» WHAT IS BEING ASKED
In the records below, find the line containing "of the reddish"; copy exactly that line and all lines after it to the end, and nothing else.
# MATERIAL FOR THIS EXERCISE start
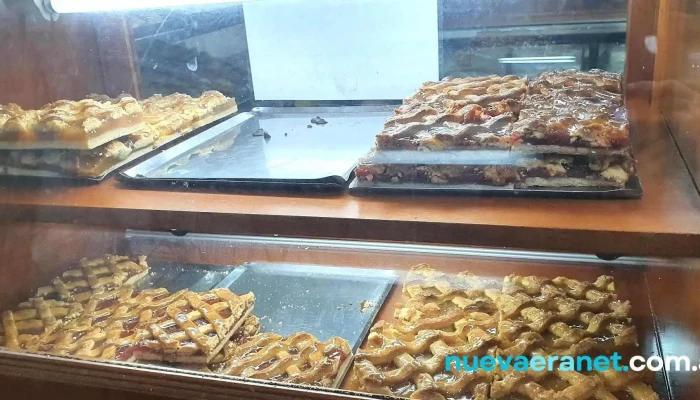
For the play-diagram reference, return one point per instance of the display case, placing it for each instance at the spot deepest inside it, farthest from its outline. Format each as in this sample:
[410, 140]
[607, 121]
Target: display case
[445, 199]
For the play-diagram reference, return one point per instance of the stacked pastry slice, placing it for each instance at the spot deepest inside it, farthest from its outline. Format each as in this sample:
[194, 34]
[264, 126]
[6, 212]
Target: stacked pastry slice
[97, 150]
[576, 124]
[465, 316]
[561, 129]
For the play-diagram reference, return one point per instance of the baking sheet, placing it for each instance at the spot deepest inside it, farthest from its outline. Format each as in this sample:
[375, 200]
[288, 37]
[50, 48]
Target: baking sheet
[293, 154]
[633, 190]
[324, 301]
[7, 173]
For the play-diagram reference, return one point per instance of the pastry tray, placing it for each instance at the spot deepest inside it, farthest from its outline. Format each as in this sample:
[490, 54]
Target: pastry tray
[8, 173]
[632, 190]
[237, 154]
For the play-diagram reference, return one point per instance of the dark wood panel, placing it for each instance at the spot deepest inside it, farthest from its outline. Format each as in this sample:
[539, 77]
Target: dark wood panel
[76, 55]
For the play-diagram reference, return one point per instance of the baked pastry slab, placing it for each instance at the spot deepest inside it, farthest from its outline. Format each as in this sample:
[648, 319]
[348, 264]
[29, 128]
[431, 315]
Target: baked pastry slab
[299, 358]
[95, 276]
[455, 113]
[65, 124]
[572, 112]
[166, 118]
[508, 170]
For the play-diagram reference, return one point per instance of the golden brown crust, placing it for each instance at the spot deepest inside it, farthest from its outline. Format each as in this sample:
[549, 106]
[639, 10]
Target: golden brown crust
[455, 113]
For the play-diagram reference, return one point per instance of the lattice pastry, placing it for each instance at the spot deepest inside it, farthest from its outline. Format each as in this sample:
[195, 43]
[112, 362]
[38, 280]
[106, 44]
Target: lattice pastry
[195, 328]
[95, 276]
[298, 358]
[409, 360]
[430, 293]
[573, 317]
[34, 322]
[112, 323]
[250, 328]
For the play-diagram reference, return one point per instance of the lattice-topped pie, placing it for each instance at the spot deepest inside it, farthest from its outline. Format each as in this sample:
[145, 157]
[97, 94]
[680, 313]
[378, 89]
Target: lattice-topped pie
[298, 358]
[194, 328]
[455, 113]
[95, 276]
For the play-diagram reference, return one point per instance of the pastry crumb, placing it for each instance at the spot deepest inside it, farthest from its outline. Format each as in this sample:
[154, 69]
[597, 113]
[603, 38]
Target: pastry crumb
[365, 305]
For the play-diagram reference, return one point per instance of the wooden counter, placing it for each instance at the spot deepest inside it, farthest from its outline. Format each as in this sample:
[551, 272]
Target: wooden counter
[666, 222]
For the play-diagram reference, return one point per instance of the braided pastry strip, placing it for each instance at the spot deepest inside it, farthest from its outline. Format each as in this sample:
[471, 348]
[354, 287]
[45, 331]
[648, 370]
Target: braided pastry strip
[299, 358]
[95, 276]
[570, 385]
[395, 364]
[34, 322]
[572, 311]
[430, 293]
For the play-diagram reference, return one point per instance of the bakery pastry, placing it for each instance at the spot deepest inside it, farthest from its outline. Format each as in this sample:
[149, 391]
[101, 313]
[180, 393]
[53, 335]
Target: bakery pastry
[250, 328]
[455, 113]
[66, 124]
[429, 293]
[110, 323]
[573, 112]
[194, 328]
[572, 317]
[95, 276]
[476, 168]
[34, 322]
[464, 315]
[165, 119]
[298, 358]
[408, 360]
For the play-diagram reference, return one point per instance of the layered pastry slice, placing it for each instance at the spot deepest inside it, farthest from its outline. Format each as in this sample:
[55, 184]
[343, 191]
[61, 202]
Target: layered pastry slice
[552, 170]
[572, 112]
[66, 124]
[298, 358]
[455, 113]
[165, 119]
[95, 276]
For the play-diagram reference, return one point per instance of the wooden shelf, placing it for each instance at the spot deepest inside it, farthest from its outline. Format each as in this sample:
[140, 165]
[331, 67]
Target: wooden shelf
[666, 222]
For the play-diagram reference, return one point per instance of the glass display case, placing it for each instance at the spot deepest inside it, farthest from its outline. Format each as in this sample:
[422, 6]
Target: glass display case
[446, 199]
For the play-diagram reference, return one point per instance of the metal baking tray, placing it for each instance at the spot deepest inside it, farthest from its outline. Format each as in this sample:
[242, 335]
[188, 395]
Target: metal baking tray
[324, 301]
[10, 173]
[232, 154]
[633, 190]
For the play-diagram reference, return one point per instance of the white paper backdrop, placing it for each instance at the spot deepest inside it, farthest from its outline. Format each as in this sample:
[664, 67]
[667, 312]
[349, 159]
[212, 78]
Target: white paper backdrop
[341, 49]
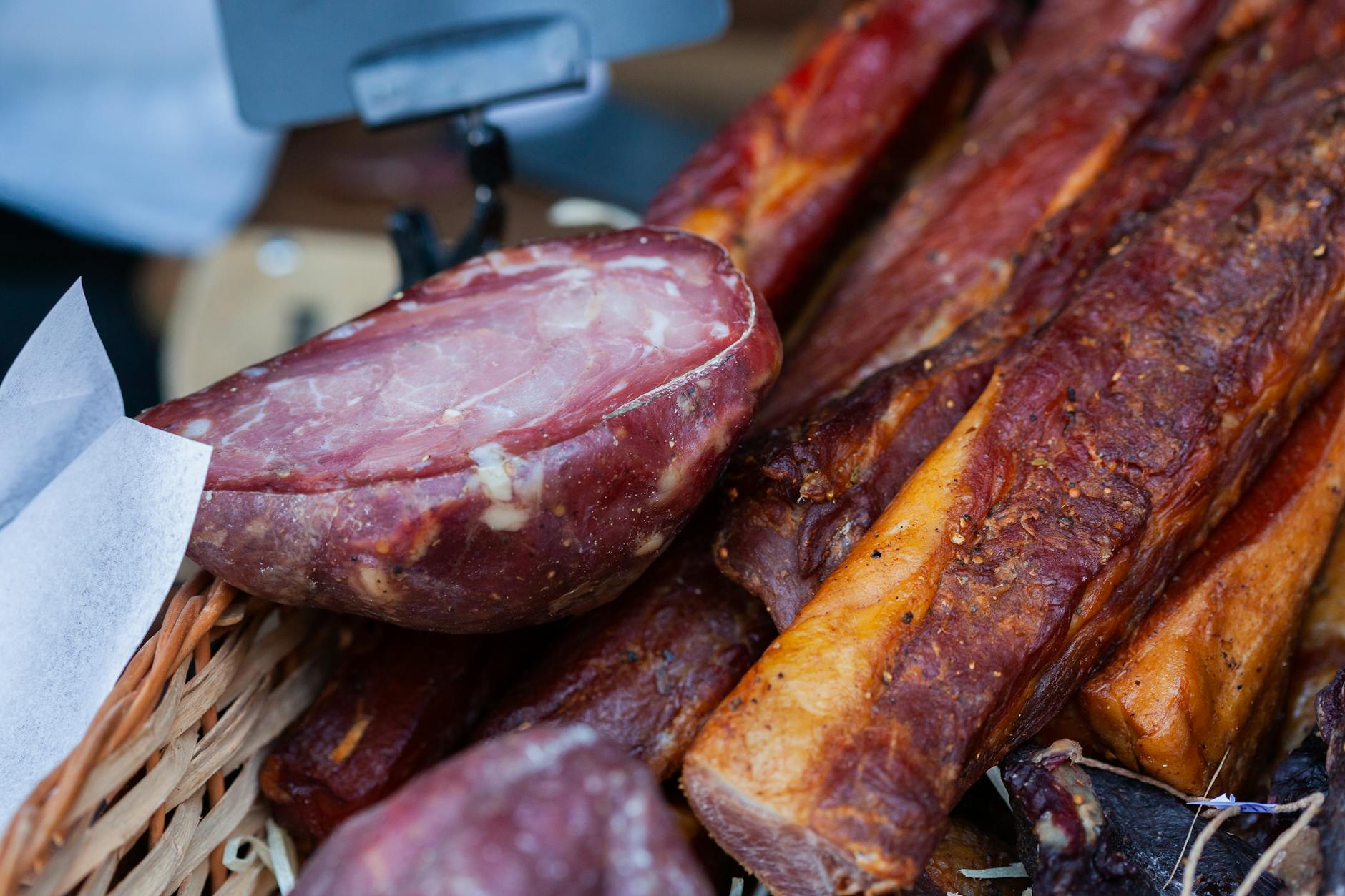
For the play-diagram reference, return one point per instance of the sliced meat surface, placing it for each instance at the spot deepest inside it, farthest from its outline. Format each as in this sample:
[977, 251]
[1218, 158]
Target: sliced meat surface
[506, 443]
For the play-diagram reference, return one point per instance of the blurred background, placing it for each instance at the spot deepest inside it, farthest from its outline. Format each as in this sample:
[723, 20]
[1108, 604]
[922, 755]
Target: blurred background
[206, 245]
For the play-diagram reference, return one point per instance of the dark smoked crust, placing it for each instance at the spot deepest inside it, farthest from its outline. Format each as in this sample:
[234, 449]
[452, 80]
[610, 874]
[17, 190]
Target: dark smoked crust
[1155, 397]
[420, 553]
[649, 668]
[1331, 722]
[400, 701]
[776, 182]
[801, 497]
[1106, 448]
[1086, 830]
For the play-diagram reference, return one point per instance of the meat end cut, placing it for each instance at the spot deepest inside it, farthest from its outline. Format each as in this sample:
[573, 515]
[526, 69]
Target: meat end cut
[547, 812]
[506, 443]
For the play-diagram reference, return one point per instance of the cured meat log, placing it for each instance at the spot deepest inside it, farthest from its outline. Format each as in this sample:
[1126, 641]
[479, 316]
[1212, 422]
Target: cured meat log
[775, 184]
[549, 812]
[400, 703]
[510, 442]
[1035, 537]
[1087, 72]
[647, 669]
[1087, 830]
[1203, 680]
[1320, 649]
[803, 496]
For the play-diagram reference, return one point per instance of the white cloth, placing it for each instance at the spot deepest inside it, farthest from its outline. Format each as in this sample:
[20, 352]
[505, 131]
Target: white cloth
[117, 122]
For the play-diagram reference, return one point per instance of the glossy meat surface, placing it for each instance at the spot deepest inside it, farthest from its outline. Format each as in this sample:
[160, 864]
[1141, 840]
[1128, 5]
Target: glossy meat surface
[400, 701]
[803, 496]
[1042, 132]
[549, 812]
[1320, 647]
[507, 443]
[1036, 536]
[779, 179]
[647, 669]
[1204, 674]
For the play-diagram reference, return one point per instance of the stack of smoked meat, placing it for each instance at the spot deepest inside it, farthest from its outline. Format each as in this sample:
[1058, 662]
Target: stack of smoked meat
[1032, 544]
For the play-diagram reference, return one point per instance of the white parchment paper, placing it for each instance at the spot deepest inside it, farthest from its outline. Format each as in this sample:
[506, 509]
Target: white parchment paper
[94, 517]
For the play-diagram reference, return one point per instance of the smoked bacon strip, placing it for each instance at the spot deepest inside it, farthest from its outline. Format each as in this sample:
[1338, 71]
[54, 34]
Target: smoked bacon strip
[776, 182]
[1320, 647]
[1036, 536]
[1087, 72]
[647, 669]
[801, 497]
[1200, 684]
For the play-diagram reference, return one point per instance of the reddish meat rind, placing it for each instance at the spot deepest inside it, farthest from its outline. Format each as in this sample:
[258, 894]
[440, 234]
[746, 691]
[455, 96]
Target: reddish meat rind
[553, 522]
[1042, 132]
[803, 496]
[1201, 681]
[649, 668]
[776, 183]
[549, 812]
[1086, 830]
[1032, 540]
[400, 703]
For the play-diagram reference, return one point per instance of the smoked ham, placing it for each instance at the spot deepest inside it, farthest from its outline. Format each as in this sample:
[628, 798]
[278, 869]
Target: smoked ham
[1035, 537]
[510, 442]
# MATERIAL FOR THIS EXERCISE end
» SOLUTION FOR THIS TASK
For the play-diagram reference, return one point per instance of the reddish meat rind, placing it for each instance at the spot deepest inside it, farthest from its outline. Format each as in this sample:
[258, 894]
[440, 234]
[746, 691]
[455, 96]
Target: reddish meat rind
[553, 522]
[1042, 132]
[803, 496]
[1201, 681]
[649, 668]
[776, 183]
[549, 812]
[1086, 830]
[1032, 540]
[400, 703]
For the play-diagram reference, return one point per instance of the smoked ham, placing it for each instance at the spot deepest inside it, farthest from its outline. Format each as in this sample:
[628, 798]
[278, 869]
Target: smoked ham
[1035, 537]
[510, 442]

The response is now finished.